_DAFTAR TUGAS_.
(a) Jawab pertanyaan berikut berdasarkan teks tentang ajakan kembali kepada Al Quran dan As Sunnah.
(i) Siapa saja yang disebut ramai-ramai mengajak umat kembali kepada Al Quran dan As Sunnah?
(ii) Dalam novel apa Habiburrahman El Syirazi menyebutkan kisah yang dibahas?
(iii) Pada tahun berapa dan di negara mana Syaikh Muhammad Abduh hidup?
(b) Tulis ulang paragraf yang diawali "Habiburrahman El Syirazi dalam novel" dari teks tentang ajakan kembali kepada Al Quran dan As Sunnah secara lebih ringkas, dengan tetap mempertahankan fakta utamanya.
(c) Perbarui bagian teks tentang ajakan kembali kepada Al Quran dan As Sunnah, mulai dari "Marilah kita lihat" sampai "besar Al Azhar.", dengan mengganti "novel" menjadi "buku".

_TEKS YANG DIBERIKAN_.
Mungkin kita akhir-akhir ini sering mendengar beberapa ulama, ustadz, dai, dan penceramah ramai-ramai mengajak umat untuk kembali kepada Al Quran dan As Sunnah. Sebagian kaum Muslimin menyambut ajakan ini dengan suka cita, namun sebagian lain ada yang bersikap skeptis dengan pernyataan ini. Mereka yang skeptis ini terkadang menganggap ucapan itu milik kelompok tertentu. Padahal, bila kita pikirkan ulang dan bersikap dingin akan jargon tersebut, maka sesungguhnya ia ada benarnya juga.
Marilah kita lihat fakta kondisi umat Islam saat ini khususnya di Indonesia! Apakah rakyat Indonesia yang mayoritas beragama Islam itu sudah benar-benar menjalankan apa yang ada di dalam dua pusaka umat Islam tersebut? Apakah kehidupan kita sudah sesuai dengan hukum Allah dan sunnah Nabi Muhammad shallallahu alaihi wasallam? Marilah dalam kesempatan ini kita merenung dan mawas diri bersama-sama.
Habiburrahman El Syirazi dalam novel "Ayat-ayat Cinta 2" menyebutkan sebuah kisah yang penting untuk kita ketahui bersama. Kisah ini berkaitan dengan seorang tokoh Islam, mujaddid atau pembaharu umat, seorang ulama besar, ialah Syaikh Muhammad Abduh rahimahullah. Beliau adalah seorang pemikir besar dan reformis Islam yang hidup pada 1849-1905 di Mesir. Beliau juga dikenal sebagai imam dan ulama besar Al Azhar.

_DATA TERKUMPUL_.
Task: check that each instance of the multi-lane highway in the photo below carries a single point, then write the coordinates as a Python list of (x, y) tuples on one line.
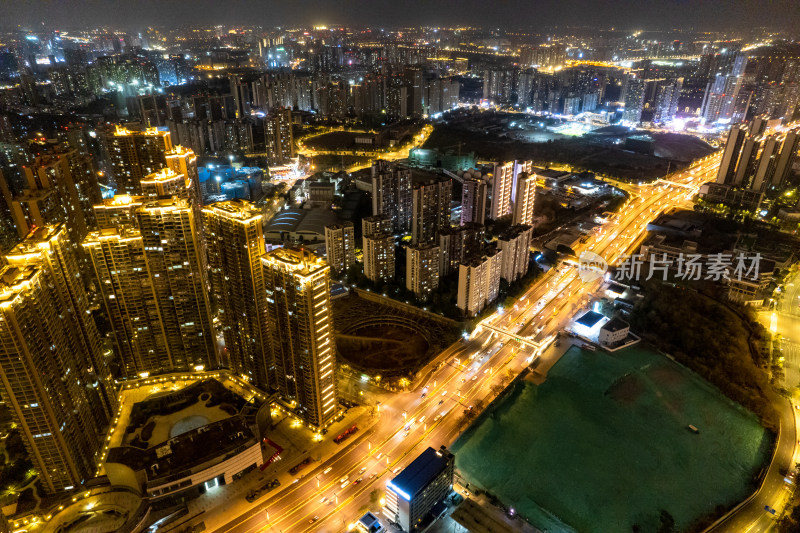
[(331, 496)]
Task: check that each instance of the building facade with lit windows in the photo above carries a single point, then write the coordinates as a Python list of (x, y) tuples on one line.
[(117, 210), (504, 181), (378, 248), (340, 246), (430, 209), (479, 281), (55, 376), (413, 493), (297, 285), (173, 251), (117, 256), (235, 238), (515, 243), (524, 199), (422, 269), (279, 138), (135, 154), (391, 194)]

_PENYELESAIAN SOAL_.
(a)
(i) Beberapa ulama, ustadz, dai, dan penceramah.
(ii) "Ayat-ayat Cinta 2".
(iii) Pada 1849-1905 di Mesir.

(b) Dalam novel "Ayat-ayat Cinta 2", Habiburrahman El Syirazi menyebutkan kisah penting tentang Syaikh Muhammad Abduh rahimahullah. Ia seorang mujaddid, ulama besar, pemikir, dan reformis Islam yang hidup di Mesir pada 1849-1905, serta dikenal sebagai imam dan ulama besar Al Azhar.

(c)
Marilah kita lihat fakta kondisi umat Islam saat ini khususnya di Indonesia! Apakah rakyat Indonesia yang mayoritas beragama Islam itu sudah benar-benar menjalankan apa yang ada di dalam dua pusaka umat Islam tersebut? Apakah kehidupan kita sudah sesuai dengan hukum Allah dan sunnah Nabi Muhammad shallallahu alaihi wasallam? Marilah dalam kesempatan ini kita merenung dan mawas diri bersama-sama.
Habiburrahman El Syirazi dalam buku "Ayat-ayat Cinta 2" menyebutkan sebuah kisah yang penting untuk kita ketahui bersama. Kisah ini berkaitan dengan seorang tokoh Islam, mujaddid atau pembaharu umat, seorang ulama besar, ialah Syaikh Muhammad Abduh rahimahullah. Beliau adalah seorang pemikir besar dan reformis Islam yang hidup pada 1849-1905 di Mesir. Beliau juga dikenal sebagai imam dan ulama besar Al Azhar.